Material for this exercise
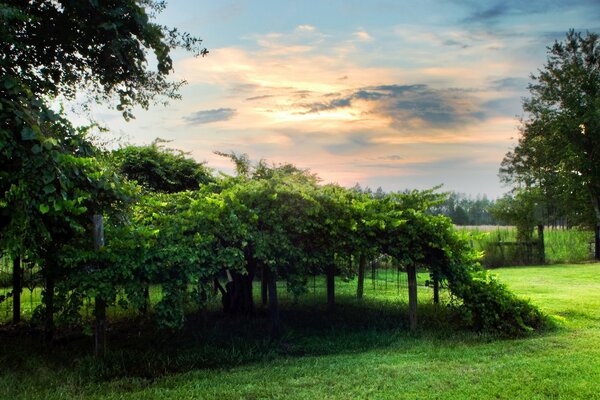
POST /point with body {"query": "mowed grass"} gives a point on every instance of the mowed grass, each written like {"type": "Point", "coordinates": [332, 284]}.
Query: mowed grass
{"type": "Point", "coordinates": [379, 361]}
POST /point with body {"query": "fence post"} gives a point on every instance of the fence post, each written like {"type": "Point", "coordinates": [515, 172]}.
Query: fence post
{"type": "Point", "coordinates": [360, 287]}
{"type": "Point", "coordinates": [541, 246]}
{"type": "Point", "coordinates": [411, 271]}
{"type": "Point", "coordinates": [100, 303]}
{"type": "Point", "coordinates": [17, 288]}
{"type": "Point", "coordinates": [597, 243]}
{"type": "Point", "coordinates": [330, 272]}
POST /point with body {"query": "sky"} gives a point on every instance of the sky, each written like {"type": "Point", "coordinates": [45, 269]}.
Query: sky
{"type": "Point", "coordinates": [391, 94]}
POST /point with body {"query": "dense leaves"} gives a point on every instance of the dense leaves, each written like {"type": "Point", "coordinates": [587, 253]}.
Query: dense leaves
{"type": "Point", "coordinates": [559, 148]}
{"type": "Point", "coordinates": [161, 169]}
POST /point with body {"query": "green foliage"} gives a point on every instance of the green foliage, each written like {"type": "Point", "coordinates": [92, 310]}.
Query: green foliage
{"type": "Point", "coordinates": [559, 148]}
{"type": "Point", "coordinates": [489, 306]}
{"type": "Point", "coordinates": [58, 47]}
{"type": "Point", "coordinates": [161, 169]}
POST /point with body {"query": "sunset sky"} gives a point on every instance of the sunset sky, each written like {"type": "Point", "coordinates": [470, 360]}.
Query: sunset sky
{"type": "Point", "coordinates": [397, 94]}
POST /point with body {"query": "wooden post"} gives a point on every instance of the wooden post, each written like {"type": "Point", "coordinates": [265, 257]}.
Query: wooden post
{"type": "Point", "coordinates": [330, 286]}
{"type": "Point", "coordinates": [541, 245]}
{"type": "Point", "coordinates": [411, 272]}
{"type": "Point", "coordinates": [264, 286]}
{"type": "Point", "coordinates": [49, 303]}
{"type": "Point", "coordinates": [17, 289]}
{"type": "Point", "coordinates": [436, 289]}
{"type": "Point", "coordinates": [273, 303]}
{"type": "Point", "coordinates": [360, 287]}
{"type": "Point", "coordinates": [99, 303]}
{"type": "Point", "coordinates": [597, 243]}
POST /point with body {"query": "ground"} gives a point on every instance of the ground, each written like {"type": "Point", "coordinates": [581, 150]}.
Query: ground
{"type": "Point", "coordinates": [379, 361]}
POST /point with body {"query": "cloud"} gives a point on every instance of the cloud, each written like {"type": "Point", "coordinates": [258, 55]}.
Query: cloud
{"type": "Point", "coordinates": [408, 105]}
{"type": "Point", "coordinates": [510, 83]}
{"type": "Point", "coordinates": [510, 8]}
{"type": "Point", "coordinates": [363, 36]}
{"type": "Point", "coordinates": [208, 116]}
{"type": "Point", "coordinates": [393, 157]}
{"type": "Point", "coordinates": [305, 28]}
{"type": "Point", "coordinates": [266, 96]}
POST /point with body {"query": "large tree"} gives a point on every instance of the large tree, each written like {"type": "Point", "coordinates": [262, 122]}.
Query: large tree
{"type": "Point", "coordinates": [50, 180]}
{"type": "Point", "coordinates": [161, 169]}
{"type": "Point", "coordinates": [559, 147]}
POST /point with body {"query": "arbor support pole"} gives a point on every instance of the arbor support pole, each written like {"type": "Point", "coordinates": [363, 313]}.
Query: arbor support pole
{"type": "Point", "coordinates": [411, 272]}
{"type": "Point", "coordinates": [99, 302]}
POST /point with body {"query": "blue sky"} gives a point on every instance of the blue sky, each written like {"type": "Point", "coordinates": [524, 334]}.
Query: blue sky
{"type": "Point", "coordinates": [397, 94]}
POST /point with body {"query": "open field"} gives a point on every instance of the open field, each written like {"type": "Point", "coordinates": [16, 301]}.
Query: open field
{"type": "Point", "coordinates": [561, 245]}
{"type": "Point", "coordinates": [365, 352]}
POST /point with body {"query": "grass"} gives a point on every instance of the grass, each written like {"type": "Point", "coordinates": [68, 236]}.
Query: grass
{"type": "Point", "coordinates": [561, 245]}
{"type": "Point", "coordinates": [363, 351]}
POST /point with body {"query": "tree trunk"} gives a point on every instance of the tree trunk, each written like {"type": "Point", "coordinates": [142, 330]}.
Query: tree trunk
{"type": "Point", "coordinates": [541, 244]}
{"type": "Point", "coordinates": [411, 272]}
{"type": "Point", "coordinates": [100, 327]}
{"type": "Point", "coordinates": [436, 289]}
{"type": "Point", "coordinates": [264, 286]}
{"type": "Point", "coordinates": [596, 205]}
{"type": "Point", "coordinates": [360, 287]}
{"type": "Point", "coordinates": [330, 286]}
{"type": "Point", "coordinates": [48, 299]}
{"type": "Point", "coordinates": [273, 303]}
{"type": "Point", "coordinates": [146, 305]}
{"type": "Point", "coordinates": [17, 289]}
{"type": "Point", "coordinates": [597, 243]}
{"type": "Point", "coordinates": [99, 302]}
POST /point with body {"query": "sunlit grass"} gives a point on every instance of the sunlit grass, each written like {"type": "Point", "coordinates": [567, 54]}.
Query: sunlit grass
{"type": "Point", "coordinates": [348, 360]}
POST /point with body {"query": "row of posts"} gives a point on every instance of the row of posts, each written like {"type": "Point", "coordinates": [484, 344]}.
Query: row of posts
{"type": "Point", "coordinates": [100, 303]}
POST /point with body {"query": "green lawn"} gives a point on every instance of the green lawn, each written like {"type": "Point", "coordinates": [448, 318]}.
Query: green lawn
{"type": "Point", "coordinates": [378, 360]}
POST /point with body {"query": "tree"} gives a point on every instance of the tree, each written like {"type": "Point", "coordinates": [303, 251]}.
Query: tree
{"type": "Point", "coordinates": [57, 48]}
{"type": "Point", "coordinates": [51, 179]}
{"type": "Point", "coordinates": [161, 169]}
{"type": "Point", "coordinates": [559, 146]}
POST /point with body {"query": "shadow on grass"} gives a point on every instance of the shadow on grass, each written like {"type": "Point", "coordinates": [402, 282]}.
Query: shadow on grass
{"type": "Point", "coordinates": [138, 349]}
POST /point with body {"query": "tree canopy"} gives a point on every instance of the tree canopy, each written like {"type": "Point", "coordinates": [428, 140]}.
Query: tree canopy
{"type": "Point", "coordinates": [559, 146]}
{"type": "Point", "coordinates": [161, 169]}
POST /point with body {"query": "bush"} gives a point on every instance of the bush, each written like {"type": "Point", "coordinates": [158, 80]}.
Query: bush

Short exercise
Make an exact copy of every record, pictures excluded.

Exercise answer
POST /point with body {"query": "mowed grass"} gives a point on every instance of the mowed grass, each written like {"type": "Point", "coordinates": [332, 284]}.
Query: mowed grass
{"type": "Point", "coordinates": [379, 361]}
POST /point with body {"query": "fence post"} gives a point on every instance of the fence post, each written like {"type": "Point", "coordinates": [515, 172]}.
Query: fence post
{"type": "Point", "coordinates": [360, 287]}
{"type": "Point", "coordinates": [541, 246]}
{"type": "Point", "coordinates": [411, 271]}
{"type": "Point", "coordinates": [100, 303]}
{"type": "Point", "coordinates": [17, 288]}
{"type": "Point", "coordinates": [597, 243]}
{"type": "Point", "coordinates": [330, 272]}
POST /point with body {"query": "sky"} gives a point on every instance of the sky, each written like {"type": "Point", "coordinates": [45, 269]}.
Query: sky
{"type": "Point", "coordinates": [391, 94]}
POST /point with body {"query": "dense leaves"} gives a point on every instance of the dense leaves, each written like {"type": "Point", "coordinates": [587, 253]}.
Query: dense leaves
{"type": "Point", "coordinates": [559, 148]}
{"type": "Point", "coordinates": [161, 169]}
POST /point with body {"query": "green foliage"} gives a point on every instance of the green foliage, each written like {"type": "Point", "coordinates": [92, 310]}.
Query: green foliage
{"type": "Point", "coordinates": [559, 148]}
{"type": "Point", "coordinates": [489, 306]}
{"type": "Point", "coordinates": [58, 47]}
{"type": "Point", "coordinates": [161, 169]}
POST /point with body {"query": "sunset sky"} gives a point on every instance of the sunset sky, each written like {"type": "Point", "coordinates": [470, 360]}.
Query: sunset sky
{"type": "Point", "coordinates": [397, 94]}
POST /point with body {"query": "wooden post"} gives a point on every instance of the wooden post, each written like {"type": "Point", "coordinates": [265, 257]}.
Query: wooden post
{"type": "Point", "coordinates": [330, 286]}
{"type": "Point", "coordinates": [541, 245]}
{"type": "Point", "coordinates": [411, 272]}
{"type": "Point", "coordinates": [264, 286]}
{"type": "Point", "coordinates": [49, 303]}
{"type": "Point", "coordinates": [17, 289]}
{"type": "Point", "coordinates": [436, 289]}
{"type": "Point", "coordinates": [273, 303]}
{"type": "Point", "coordinates": [360, 287]}
{"type": "Point", "coordinates": [99, 303]}
{"type": "Point", "coordinates": [597, 243]}
POST /point with body {"query": "ground"} gives a point on every instance of the ground, each written like {"type": "Point", "coordinates": [581, 150]}.
Query: ground
{"type": "Point", "coordinates": [379, 361]}
POST /point with body {"query": "cloud"} gives a point on every instance of the cloud, each written like {"type": "Point", "coordinates": [258, 55]}.
Query: cloud
{"type": "Point", "coordinates": [408, 105]}
{"type": "Point", "coordinates": [510, 83]}
{"type": "Point", "coordinates": [510, 8]}
{"type": "Point", "coordinates": [363, 36]}
{"type": "Point", "coordinates": [208, 116]}
{"type": "Point", "coordinates": [393, 157]}
{"type": "Point", "coordinates": [305, 28]}
{"type": "Point", "coordinates": [266, 96]}
POST /point with body {"query": "large tree"} gives a point on every instance of the large tree, each written like {"type": "Point", "coordinates": [262, 122]}.
Query: large tree
{"type": "Point", "coordinates": [50, 180]}
{"type": "Point", "coordinates": [161, 169]}
{"type": "Point", "coordinates": [559, 147]}
POST /point with body {"query": "arbor support pole"} gives a point on every instance of the arbor support pole, each written like {"type": "Point", "coordinates": [363, 313]}.
Query: arbor support pole
{"type": "Point", "coordinates": [411, 272]}
{"type": "Point", "coordinates": [99, 302]}
POST /point with body {"query": "blue sky"} gives a point on every instance of the blue sky, each written like {"type": "Point", "coordinates": [524, 334]}.
Query: blue sky
{"type": "Point", "coordinates": [397, 94]}
POST /point with body {"query": "open field"} gives a point on every instance of the open field, each written like {"type": "Point", "coordinates": [16, 301]}.
Query: open field
{"type": "Point", "coordinates": [561, 245]}
{"type": "Point", "coordinates": [365, 352]}
POST /point with body {"query": "grass"} gives a point on every instance of the grass, each written like {"type": "Point", "coordinates": [68, 236]}.
Query: grass
{"type": "Point", "coordinates": [561, 245]}
{"type": "Point", "coordinates": [363, 351]}
POST /point with body {"query": "tree trunk"} gives a point on every instance of the tree trunk, each written like {"type": "Point", "coordinates": [142, 330]}.
Query: tree trunk
{"type": "Point", "coordinates": [541, 244]}
{"type": "Point", "coordinates": [411, 272]}
{"type": "Point", "coordinates": [100, 327]}
{"type": "Point", "coordinates": [436, 289]}
{"type": "Point", "coordinates": [264, 286]}
{"type": "Point", "coordinates": [596, 205]}
{"type": "Point", "coordinates": [360, 287]}
{"type": "Point", "coordinates": [330, 286]}
{"type": "Point", "coordinates": [48, 299]}
{"type": "Point", "coordinates": [273, 303]}
{"type": "Point", "coordinates": [146, 305]}
{"type": "Point", "coordinates": [17, 289]}
{"type": "Point", "coordinates": [597, 243]}
{"type": "Point", "coordinates": [99, 302]}
POST /point with body {"query": "sunlit grass"} gives a point on every instance of the sunlit grass, each written like {"type": "Point", "coordinates": [567, 54]}.
Query: sunlit grass
{"type": "Point", "coordinates": [348, 360]}
POST /point with body {"query": "row of posts"} gives a point on every instance of the row of posts, each written like {"type": "Point", "coordinates": [484, 344]}.
Query: row of posts
{"type": "Point", "coordinates": [100, 303]}
POST /point with body {"query": "green lawn"} gives a point on every instance of the green lawn, each written like {"type": "Point", "coordinates": [448, 318]}.
Query: green lawn
{"type": "Point", "coordinates": [378, 360]}
POST /point with body {"query": "tree"} gives a point on every instance of the tree, each written like {"type": "Point", "coordinates": [303, 251]}.
Query: tree
{"type": "Point", "coordinates": [57, 48]}
{"type": "Point", "coordinates": [51, 179]}
{"type": "Point", "coordinates": [161, 169]}
{"type": "Point", "coordinates": [559, 146]}
POST /point with body {"query": "shadow on grass"} gives a point on every instance of the shadow on grass, each written like {"type": "Point", "coordinates": [402, 282]}.
Query: shadow on grass
{"type": "Point", "coordinates": [138, 349]}
POST /point with body {"query": "tree canopy"} gives a point on every instance of the tree canopy, each written like {"type": "Point", "coordinates": [428, 140]}.
Query: tree canopy
{"type": "Point", "coordinates": [559, 146]}
{"type": "Point", "coordinates": [161, 169]}
POST /point with body {"query": "bush"} gives a point on every instance of the bush, each written like {"type": "Point", "coordinates": [158, 80]}.
Query: bush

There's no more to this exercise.